Data provided:
###

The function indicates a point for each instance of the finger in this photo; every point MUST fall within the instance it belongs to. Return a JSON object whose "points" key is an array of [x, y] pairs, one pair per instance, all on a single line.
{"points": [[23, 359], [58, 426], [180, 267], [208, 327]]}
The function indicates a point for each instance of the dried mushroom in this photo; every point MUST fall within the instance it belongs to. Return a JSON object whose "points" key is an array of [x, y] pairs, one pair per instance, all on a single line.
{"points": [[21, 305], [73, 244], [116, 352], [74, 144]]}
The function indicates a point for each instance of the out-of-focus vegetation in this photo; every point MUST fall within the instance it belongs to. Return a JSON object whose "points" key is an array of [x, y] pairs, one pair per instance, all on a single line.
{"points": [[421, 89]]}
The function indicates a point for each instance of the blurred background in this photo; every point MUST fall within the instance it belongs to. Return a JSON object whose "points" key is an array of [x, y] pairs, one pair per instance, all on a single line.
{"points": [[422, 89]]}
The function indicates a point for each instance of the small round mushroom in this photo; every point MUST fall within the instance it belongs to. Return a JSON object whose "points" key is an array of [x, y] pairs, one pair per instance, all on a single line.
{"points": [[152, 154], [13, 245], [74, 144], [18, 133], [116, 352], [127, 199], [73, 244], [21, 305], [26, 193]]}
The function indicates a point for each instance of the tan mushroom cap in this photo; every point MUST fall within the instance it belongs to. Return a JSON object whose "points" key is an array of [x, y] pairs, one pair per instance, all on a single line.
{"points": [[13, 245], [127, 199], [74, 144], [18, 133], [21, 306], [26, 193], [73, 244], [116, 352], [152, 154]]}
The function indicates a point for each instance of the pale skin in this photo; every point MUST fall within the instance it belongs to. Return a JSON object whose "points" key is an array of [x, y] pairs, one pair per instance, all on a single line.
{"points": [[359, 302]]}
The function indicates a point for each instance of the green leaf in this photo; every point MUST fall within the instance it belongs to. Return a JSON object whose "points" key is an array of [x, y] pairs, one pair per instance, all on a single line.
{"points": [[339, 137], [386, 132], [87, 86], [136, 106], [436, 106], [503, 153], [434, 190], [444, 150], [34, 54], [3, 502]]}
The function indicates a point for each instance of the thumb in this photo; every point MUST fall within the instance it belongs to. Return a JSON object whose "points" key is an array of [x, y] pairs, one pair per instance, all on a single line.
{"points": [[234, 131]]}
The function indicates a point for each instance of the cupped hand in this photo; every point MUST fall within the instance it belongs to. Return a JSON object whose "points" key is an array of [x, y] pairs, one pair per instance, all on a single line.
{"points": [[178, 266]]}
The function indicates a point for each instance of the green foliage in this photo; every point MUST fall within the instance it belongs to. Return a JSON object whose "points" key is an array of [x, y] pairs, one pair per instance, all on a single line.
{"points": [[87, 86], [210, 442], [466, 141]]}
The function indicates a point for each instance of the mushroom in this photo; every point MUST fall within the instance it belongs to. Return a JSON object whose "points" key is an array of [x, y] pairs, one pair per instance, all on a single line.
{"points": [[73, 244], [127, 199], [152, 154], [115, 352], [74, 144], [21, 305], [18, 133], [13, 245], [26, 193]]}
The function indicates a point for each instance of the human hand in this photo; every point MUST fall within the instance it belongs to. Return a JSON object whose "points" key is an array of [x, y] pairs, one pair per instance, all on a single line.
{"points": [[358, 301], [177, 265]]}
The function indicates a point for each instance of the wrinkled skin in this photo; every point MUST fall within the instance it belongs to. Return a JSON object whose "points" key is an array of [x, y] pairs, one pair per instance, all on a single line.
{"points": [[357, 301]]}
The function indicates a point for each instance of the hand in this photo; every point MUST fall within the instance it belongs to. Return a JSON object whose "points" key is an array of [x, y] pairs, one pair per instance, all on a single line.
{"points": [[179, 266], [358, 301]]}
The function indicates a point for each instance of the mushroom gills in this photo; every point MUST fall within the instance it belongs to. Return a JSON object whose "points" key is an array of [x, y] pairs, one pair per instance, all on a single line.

###

Task directions: Your task is to transcribe the listing above in full, exactly as given.

Solution for this exercise:
The function indicates a point for each instance of the finger in this photo; every point MUST fall within the instance it belongs to. Return a JSON object whose "points" key is an array of [x, y] pairs, one pair per instance, all on a single line.
{"points": [[23, 359], [58, 426], [180, 267], [208, 327]]}
The function indicates a point for each instance of the dried mushroom in this photo; every point MUST fall within the instance it belongs to. Return a JSON object whose "points" key is an array of [x, y] pairs, one pair per instance, all on a single line.
{"points": [[21, 305], [73, 244], [116, 352], [74, 144]]}
The function indicates a point for each instance of the out-of-focus vegetation in this photo; every point MUST fall within the instance it belongs to. Return a JSON object whose "points" key is an array of [x, y] pairs, one pair per instance, all on a single line.
{"points": [[421, 89]]}
The function indicates a point for each instance of the blurred background in this photo; every point MUST fall within the instance it belongs to. Return a JSON object whose "points" key is an array of [x, y] pairs, one pair per instance, all on a single line.
{"points": [[422, 89]]}
The function indicates a point for each instance of the small round mushroom in this photo; every point MUST fall within the instance it belongs to. Return a JSON object whose "points" key is an array of [x, y] pairs, one pair per instance, all on a single line.
{"points": [[152, 154], [13, 245], [74, 144], [18, 133], [116, 352], [127, 199], [73, 244], [21, 305], [26, 193]]}
The function indicates a point for each instance of the tan mushroom cap in this photo; every point MUST fall within the instance it belongs to. Return a JSON object whose "points" key is an array of [x, y] pairs, one pair per instance, all on a single line.
{"points": [[13, 245], [127, 199], [74, 144], [18, 133], [21, 306], [26, 193], [73, 244], [116, 352], [152, 154]]}
The function indicates a point for each instance of the pale skin in this photo; every point MUST fall within the instance it belongs to. Return a JSON object whose "points" key is an array of [x, y] pairs, one pair per instance, all on a single line.
{"points": [[359, 302]]}
The function indicates a point for each instance of the green leaf in this photo; every point MUST fall within the instance it belongs to. Return a JSON object whose "points" key is an array of [x, y] pairs, one pair per instance, all on a single line.
{"points": [[339, 137], [386, 132], [87, 86], [136, 106], [436, 106], [503, 153], [434, 190], [444, 150], [34, 54], [3, 502]]}
The function indicates a point for each instance of the thumb in this photo; every point MUST fall within the instance it belongs to. Return a JSON object whose "points" key is an array of [x, y] pairs, one pair per instance, all on a single line.
{"points": [[234, 131]]}
The function indicates a point for each instance of the cupped hand in this photo; every point MUST fall within the instance it belongs to. Return a JSON object whose "points" key is an array of [x, y] pairs, one pair per instance, all on a single line.
{"points": [[178, 266]]}
The function indicates a point for each instance of the green foliage in this photo; every point MUST fall within the instance it belongs to. Return a JSON object whose "points" key is an array of [x, y] pairs, one pair per instance, all on a single line.
{"points": [[87, 86], [210, 442], [466, 141]]}
The function indicates a point for each instance of the mushroom in this photo; every point MUST fall within the instance it belongs to. Return a JSON object whose "points" key is an array of [x, y] pairs, one pair per instance, all on a single line.
{"points": [[73, 244], [127, 199], [152, 154], [115, 352], [74, 144], [21, 305], [18, 133], [13, 245], [26, 193]]}
The function indicates a point for each instance of the human hand in this photo; every point MUST fall within the instance it belongs to. Return a JSON object whose "points" key is an array of [x, y] pairs, one pair per instance, all on a single line.
{"points": [[358, 301], [177, 265]]}
The function indicates a point for each instance of the wrinkled skin in this photo; every point MUST fall within the instance it belongs to. Return a JSON object whose "points" key is an array of [x, y] pairs, one pair per instance, all on a single line.
{"points": [[357, 301]]}
The function indicates a point for each instance of the hand in this photo; every point MUST fall within the instance it belongs to. Return a JSON object whose "points" key is an array of [x, y] pairs, one pair per instance, all on a single line.
{"points": [[179, 266], [358, 301]]}
The function indicates a point for each instance of the mushroom gills in this photo; every point MUST fall within the instance it belongs to. Return a JSON object whose "points" key is an array of [x, y] pairs, one pair per instance, all on a single line.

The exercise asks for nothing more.